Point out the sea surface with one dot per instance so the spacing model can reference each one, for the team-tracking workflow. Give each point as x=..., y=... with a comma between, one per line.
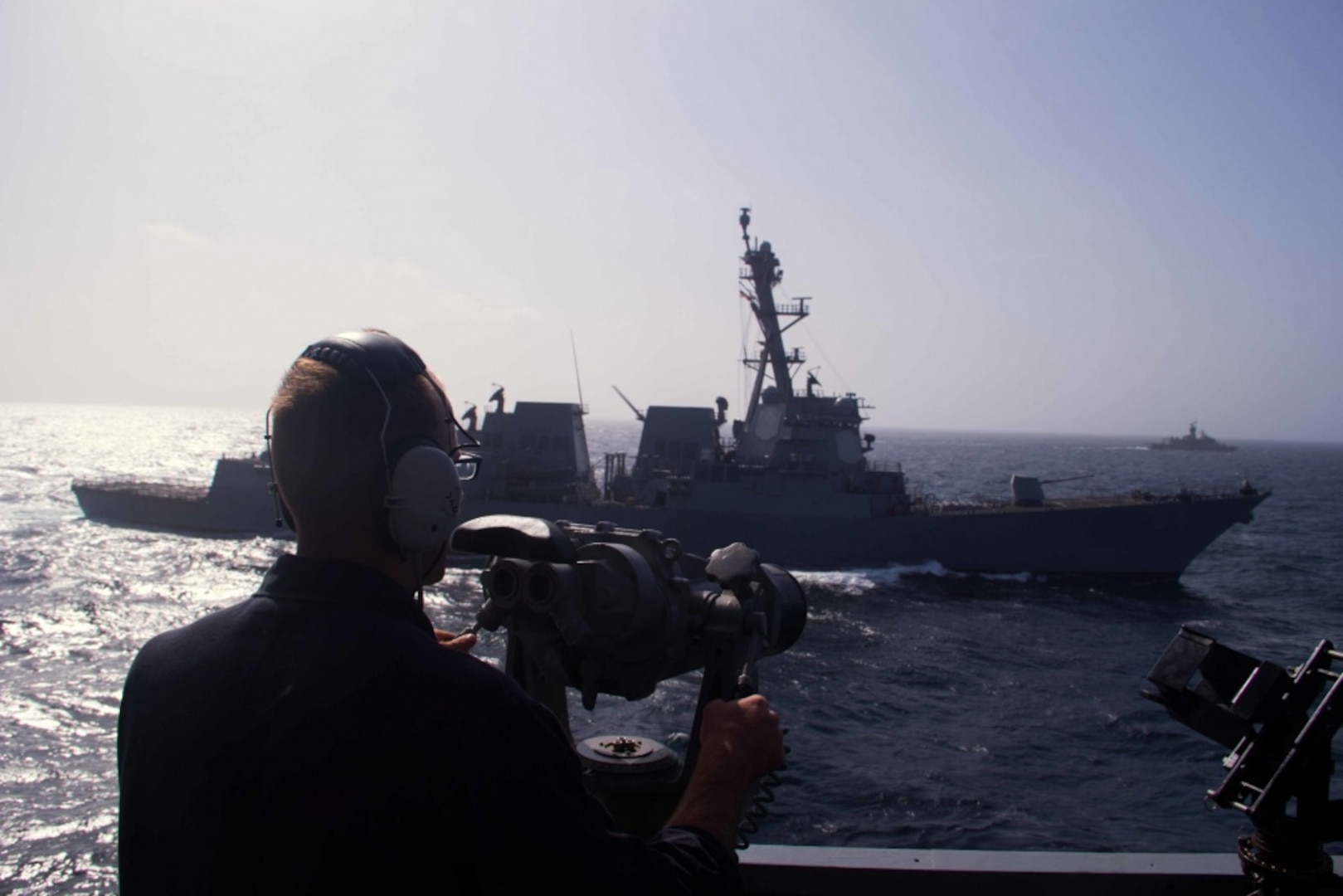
x=926, y=709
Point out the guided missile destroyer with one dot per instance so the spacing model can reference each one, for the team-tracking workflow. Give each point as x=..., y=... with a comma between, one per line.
x=793, y=480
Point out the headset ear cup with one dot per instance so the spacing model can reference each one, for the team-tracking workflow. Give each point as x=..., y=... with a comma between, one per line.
x=425, y=497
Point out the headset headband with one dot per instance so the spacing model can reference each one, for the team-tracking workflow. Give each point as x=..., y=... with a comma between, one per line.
x=383, y=356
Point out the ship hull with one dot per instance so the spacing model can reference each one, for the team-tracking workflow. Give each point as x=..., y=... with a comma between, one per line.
x=1119, y=538
x=1127, y=539
x=180, y=509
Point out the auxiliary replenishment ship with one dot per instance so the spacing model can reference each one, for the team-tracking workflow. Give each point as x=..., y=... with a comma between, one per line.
x=791, y=480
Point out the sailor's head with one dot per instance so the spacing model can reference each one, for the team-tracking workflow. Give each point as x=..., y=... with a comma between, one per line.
x=364, y=453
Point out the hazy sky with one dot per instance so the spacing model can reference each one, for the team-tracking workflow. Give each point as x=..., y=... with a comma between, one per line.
x=1067, y=217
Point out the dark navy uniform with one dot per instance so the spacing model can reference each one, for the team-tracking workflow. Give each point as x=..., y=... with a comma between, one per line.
x=316, y=738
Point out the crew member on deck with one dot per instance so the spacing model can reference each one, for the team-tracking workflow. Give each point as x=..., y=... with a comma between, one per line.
x=323, y=738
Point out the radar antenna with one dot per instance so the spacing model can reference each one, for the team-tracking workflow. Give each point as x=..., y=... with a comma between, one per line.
x=638, y=414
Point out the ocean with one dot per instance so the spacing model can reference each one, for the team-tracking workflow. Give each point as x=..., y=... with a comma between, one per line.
x=926, y=709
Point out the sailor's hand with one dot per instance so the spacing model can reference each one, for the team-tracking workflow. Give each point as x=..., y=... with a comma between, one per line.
x=462, y=642
x=742, y=737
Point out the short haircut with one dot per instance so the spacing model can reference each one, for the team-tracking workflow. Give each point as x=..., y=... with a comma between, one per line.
x=327, y=450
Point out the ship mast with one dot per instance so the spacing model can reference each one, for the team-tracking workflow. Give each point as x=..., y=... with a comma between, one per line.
x=763, y=273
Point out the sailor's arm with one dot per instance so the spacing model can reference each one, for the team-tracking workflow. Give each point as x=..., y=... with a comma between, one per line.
x=739, y=743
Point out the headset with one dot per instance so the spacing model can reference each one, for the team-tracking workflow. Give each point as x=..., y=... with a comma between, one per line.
x=423, y=486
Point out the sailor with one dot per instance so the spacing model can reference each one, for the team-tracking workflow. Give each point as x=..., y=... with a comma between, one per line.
x=323, y=737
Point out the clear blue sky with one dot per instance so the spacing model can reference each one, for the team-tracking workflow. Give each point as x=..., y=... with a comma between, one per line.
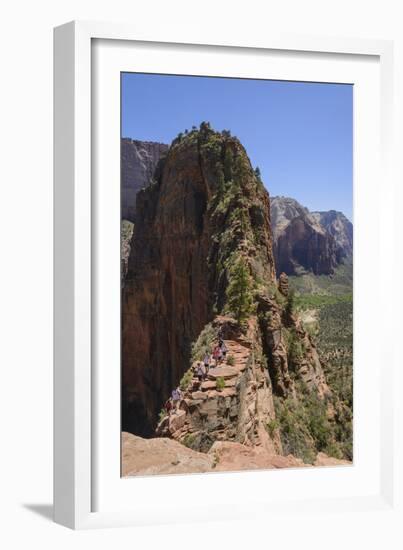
x=299, y=134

************

# Given task
Please copy out the rows above word for word, starting at the line that has "Point out the crew" and stopping after the line that has "x=323, y=737", with both of those lines included.

# Result of this task
Point out the crew member on deck with one dot per instance so the spacing model can reference each one, for the team-tracking workflow. Give each point as x=..., y=... with a comma between, one per line.
x=323, y=738
Point out the radar antenna with one dot per instance so the spacing model can reference each one, for the team-tracking workflow. Give each point as x=..., y=... with a comma between, one per line.
x=638, y=414
Point out the ocean with one dot per instance so the spacing model can reference each one, for the team-tracking workflow. Give each point as x=..., y=... with a comma between, one per line.
x=926, y=709
Point out the sailor's hand with one dot per instance so the spacing model can reference each one, for the team-tracking workflow. Give each point as x=..., y=... with a comma between, one per line.
x=462, y=642
x=742, y=737
Point out the short haircut with one dot per instance so the spacing model can reference each one, for the team-tracking workflow. Give each point as x=..., y=... with a comma between, one per line.
x=327, y=450
Point out the ship mast with one dot per instance so the spacing model can reference each one, for the team-tracking workflow. Give each point as x=..., y=... with a comma between, one per line.
x=763, y=273
Point out the sailor's arm with one dot per instance so the spacing model can reference each one, for the team-tracking workflow. Give each point as x=..., y=... with a comma between, one per line.
x=739, y=743
Point out the headset with one dot per instance so the spacing model can reference each one, for the team-tracking workflow. Give each point as x=..., y=... with a comma between, one per line.
x=423, y=486
Point out the sailor with one dot per instance so the spacing model can reference each one, for the team-tracking workflow. Give each point as x=..., y=... with a comma between, one per line.
x=323, y=737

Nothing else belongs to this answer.